_ACTION ITEM_
Beginning with the line that contains "One pin marks each instance of the blurred", write out each remaining line of the records below exactly. Do not copy any picture.

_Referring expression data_
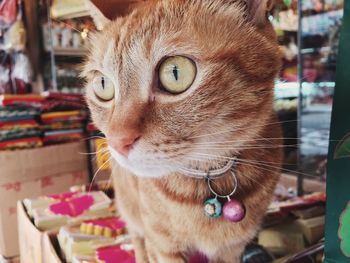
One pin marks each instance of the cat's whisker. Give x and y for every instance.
(103, 150)
(258, 163)
(245, 161)
(248, 147)
(259, 139)
(258, 166)
(96, 173)
(93, 137)
(242, 129)
(243, 175)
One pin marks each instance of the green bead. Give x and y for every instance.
(213, 208)
(288, 3)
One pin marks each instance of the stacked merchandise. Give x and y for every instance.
(86, 224)
(28, 121)
(63, 118)
(293, 224)
(19, 128)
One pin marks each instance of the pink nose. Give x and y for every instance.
(124, 142)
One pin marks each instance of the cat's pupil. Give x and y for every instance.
(176, 72)
(103, 82)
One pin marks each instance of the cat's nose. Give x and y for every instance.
(123, 143)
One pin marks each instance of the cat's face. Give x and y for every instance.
(173, 80)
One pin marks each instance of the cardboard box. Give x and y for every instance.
(49, 245)
(31, 173)
(34, 245)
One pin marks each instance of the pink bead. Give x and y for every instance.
(233, 211)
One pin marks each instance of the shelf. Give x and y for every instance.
(305, 51)
(288, 90)
(71, 52)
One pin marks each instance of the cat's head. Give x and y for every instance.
(173, 80)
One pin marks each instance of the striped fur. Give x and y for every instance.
(230, 100)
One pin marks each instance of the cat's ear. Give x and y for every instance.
(99, 18)
(103, 11)
(258, 10)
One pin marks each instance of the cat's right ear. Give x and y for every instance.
(103, 11)
(96, 11)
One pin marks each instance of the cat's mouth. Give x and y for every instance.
(142, 165)
(147, 165)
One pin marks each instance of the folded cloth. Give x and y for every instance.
(23, 143)
(53, 137)
(49, 95)
(62, 125)
(63, 116)
(18, 125)
(61, 105)
(29, 100)
(6, 135)
(15, 113)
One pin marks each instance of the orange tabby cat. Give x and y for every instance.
(180, 87)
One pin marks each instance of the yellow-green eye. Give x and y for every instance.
(103, 88)
(176, 74)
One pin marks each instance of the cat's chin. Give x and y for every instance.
(139, 169)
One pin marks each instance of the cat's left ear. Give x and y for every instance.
(258, 10)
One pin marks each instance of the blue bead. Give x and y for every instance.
(213, 208)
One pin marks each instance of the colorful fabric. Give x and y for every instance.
(54, 137)
(52, 117)
(28, 100)
(18, 125)
(17, 134)
(23, 143)
(64, 125)
(15, 113)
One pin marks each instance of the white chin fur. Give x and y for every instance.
(138, 168)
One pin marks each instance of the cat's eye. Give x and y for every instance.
(103, 88)
(176, 74)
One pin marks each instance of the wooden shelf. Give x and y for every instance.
(71, 52)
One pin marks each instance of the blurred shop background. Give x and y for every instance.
(43, 112)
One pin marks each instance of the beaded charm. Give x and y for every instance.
(233, 210)
(213, 208)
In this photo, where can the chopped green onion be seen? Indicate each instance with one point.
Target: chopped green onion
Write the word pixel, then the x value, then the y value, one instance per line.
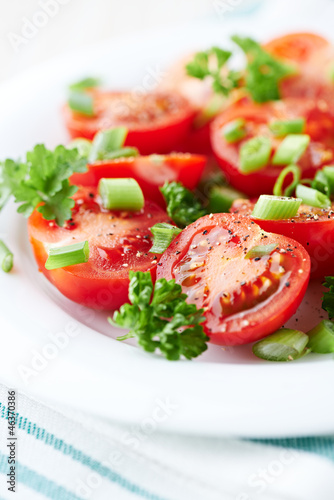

_EXERCISE OUTPUT_
One pin marks each instance of the blurred shop background. Give x and y for every instance.
(43, 112)
One pin marks each instance of the beaded charm. Give x and y for every instance.
(233, 210)
(213, 208)
In this photo, where can the chopped green onion be seen? Indicate each instance with one point.
Target: chopped green onion
Write the word pixel, then the x value, then the y value, one instance per line.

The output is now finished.